PASSAGE:
# SCROG growers:  too many buds?



## dirtyolsouth (Aug 10, 2009)

Hi,

I haven't done a lot of SCROG grows but I thought I'd give it a whirl.  I've been trying to perfect different techniques for keeping my plants small yet productive.  I took a lollipopped Mazar clone and trained the branches under the chicken wire screen in the pic and have been cleaning up here and there when leaves block bud sites.  My screen is developing nice and it's at day 27 of 12/12 but I would like to get some opinions from guys who do SCROG grows as to preferred bud density...   

Do I need to thin this out some?  Thanks for any tips in advance.

Happy Growing!


----------



## jmansweed (Aug 10, 2009)

I grow Mazar myself. In the past I have use early trimming techniques to train the plant in the direction desired. Your's look great. I'd suggest continueing what-ever your doing. As fa as "thinning " it out. I'd suggest only trimming lower, obviously unproductive bud-sites and lower branches. The canopy your developing looks good to me. I'd avoid trimming any leaves from that area. Those leaves are your food production machines - with-out them production will suffer. Use this grow as a study for the next, maybe consider training the plant at an earlier stage so it can be left to flower out with-out additional "thinning" stress. They look great to me. Best of luck............


----------



## dr pyro (Aug 10, 2009)

i myself are in the beginning stages of this.do you just keep the branches under the screen or do you loop them threw each hole


----------



## dirtyolsouth (Aug 11, 2009)

Hi,

Thanks for the replies Jman & Dr Pyro...  I just grew the mother this clone came off of in my last ride.  It turned out killer but I wanted to try this to see if I can increase my yield and quality by evening out the canopy even more this time.  In the past I've used screens in larger grows but only when I've had to when buds were getting into the lights.

INFORMATION SHOWN:
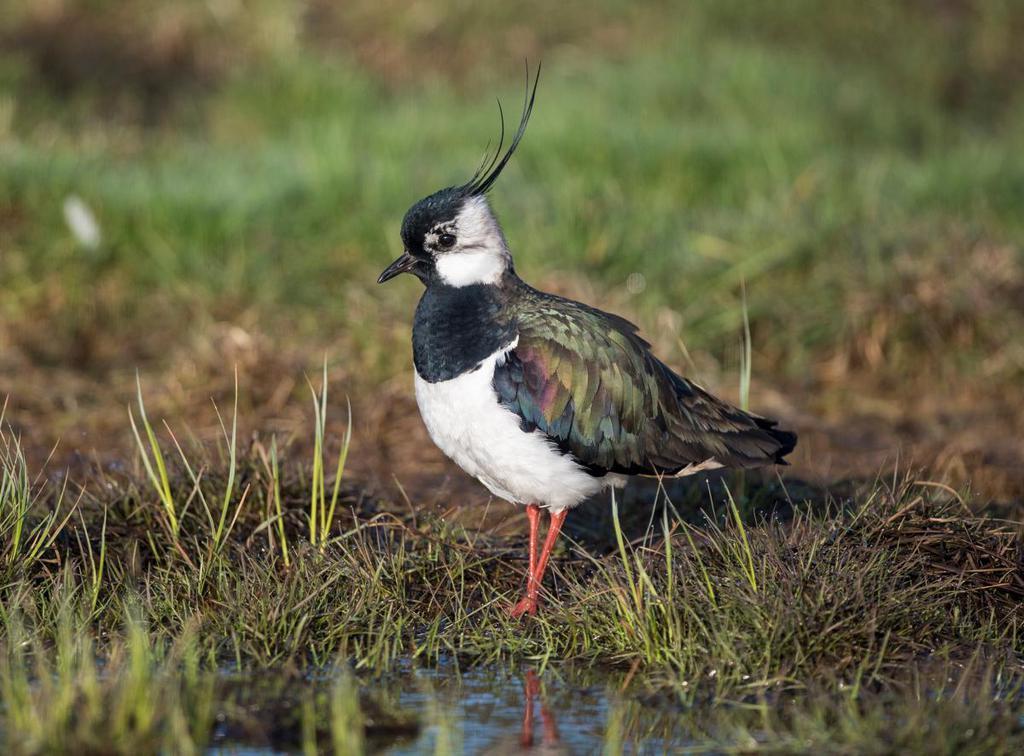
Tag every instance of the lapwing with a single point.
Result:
(544, 400)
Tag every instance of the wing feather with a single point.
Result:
(590, 382)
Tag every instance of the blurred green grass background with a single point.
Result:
(858, 168)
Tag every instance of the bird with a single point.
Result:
(544, 400)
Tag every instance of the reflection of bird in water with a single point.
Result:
(525, 742)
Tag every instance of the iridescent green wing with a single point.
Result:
(587, 380)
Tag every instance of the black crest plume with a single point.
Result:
(488, 171)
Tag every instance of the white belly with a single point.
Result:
(466, 422)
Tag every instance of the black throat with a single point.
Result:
(456, 328)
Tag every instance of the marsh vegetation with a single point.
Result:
(195, 201)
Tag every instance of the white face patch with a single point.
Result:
(480, 254)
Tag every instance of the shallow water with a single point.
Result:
(479, 710)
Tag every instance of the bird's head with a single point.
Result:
(453, 237)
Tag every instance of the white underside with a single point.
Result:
(466, 422)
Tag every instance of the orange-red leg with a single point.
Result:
(534, 515)
(528, 603)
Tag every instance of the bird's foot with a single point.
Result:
(525, 605)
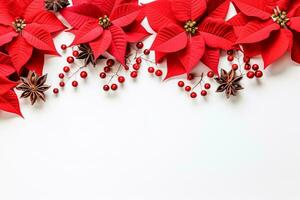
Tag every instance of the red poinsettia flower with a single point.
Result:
(25, 25)
(269, 28)
(189, 31)
(106, 25)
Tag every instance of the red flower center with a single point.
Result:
(19, 24)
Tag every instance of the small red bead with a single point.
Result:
(61, 75)
(102, 75)
(259, 74)
(250, 74)
(181, 84)
(106, 87)
(255, 67)
(193, 95)
(158, 72)
(207, 86)
(55, 90)
(187, 88)
(203, 93)
(114, 87)
(139, 45)
(136, 66)
(63, 47)
(74, 83)
(210, 74)
(110, 62)
(134, 74)
(66, 69)
(83, 74)
(70, 59)
(121, 79)
(151, 70)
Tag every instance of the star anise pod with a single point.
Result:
(229, 83)
(56, 5)
(33, 87)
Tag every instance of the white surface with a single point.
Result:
(150, 141)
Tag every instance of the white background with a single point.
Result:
(151, 141)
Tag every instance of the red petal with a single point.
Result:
(125, 14)
(217, 33)
(20, 52)
(211, 59)
(256, 31)
(170, 39)
(118, 44)
(88, 32)
(9, 103)
(193, 52)
(185, 10)
(276, 46)
(101, 44)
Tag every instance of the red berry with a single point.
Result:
(74, 83)
(63, 47)
(55, 90)
(146, 52)
(61, 75)
(121, 79)
(255, 67)
(83, 74)
(62, 84)
(158, 72)
(66, 69)
(250, 74)
(114, 87)
(110, 62)
(139, 45)
(102, 75)
(259, 74)
(70, 59)
(106, 87)
(193, 95)
(207, 86)
(134, 74)
(210, 74)
(136, 66)
(181, 84)
(187, 88)
(151, 70)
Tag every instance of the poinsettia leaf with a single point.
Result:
(118, 44)
(101, 44)
(88, 32)
(170, 39)
(20, 52)
(217, 33)
(276, 46)
(192, 54)
(9, 102)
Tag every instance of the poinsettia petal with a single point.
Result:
(38, 37)
(125, 14)
(256, 8)
(257, 31)
(9, 102)
(211, 59)
(185, 10)
(193, 52)
(118, 44)
(217, 33)
(101, 44)
(88, 32)
(276, 46)
(170, 39)
(20, 52)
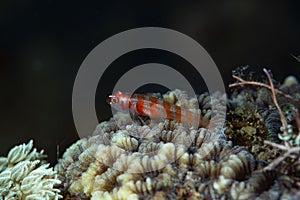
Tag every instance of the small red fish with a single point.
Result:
(153, 107)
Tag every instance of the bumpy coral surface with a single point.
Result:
(163, 160)
(25, 176)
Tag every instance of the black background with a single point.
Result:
(43, 44)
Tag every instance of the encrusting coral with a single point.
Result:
(163, 160)
(25, 175)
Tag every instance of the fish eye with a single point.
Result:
(114, 100)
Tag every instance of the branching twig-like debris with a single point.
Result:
(286, 147)
(244, 82)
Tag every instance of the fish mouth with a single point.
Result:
(109, 98)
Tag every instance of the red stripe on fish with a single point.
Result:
(152, 107)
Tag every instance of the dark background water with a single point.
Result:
(43, 44)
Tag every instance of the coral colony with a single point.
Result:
(255, 154)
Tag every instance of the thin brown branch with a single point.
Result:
(282, 117)
(297, 116)
(279, 146)
(244, 82)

REQUIREMENT 1:
Reproduce the SCROG thread word for word from "## dirtyolsouth (Aug 10, 2009)" to "preferred bud density...".
REQUIREMENT 2:
In the SCROG thread, what day of 12/12 had the first poster's screen reached?
The material above comes from a source separate from the SCROG thread.

WRITTEN ANSWER 1:
## dirtyolsouth (Aug 10, 2009)

Hi,

I haven't done a lot of SCROG grows but I thought I'd give it a whirl.  I've been trying to perfect different techniques for keeping my plants small yet productive.  I took a lollipopped Mazar clone and trained the branches under the chicken wire screen in the pic and have been cleaning up here and there when leaves block bud sites.  My screen is developing nice and it's at day 27 of 12/12 but I would like to get some opinions from guys who do SCROG grows as to preferred bud density...

WRITTEN ANSWER 2:
Day 27 of 12/12.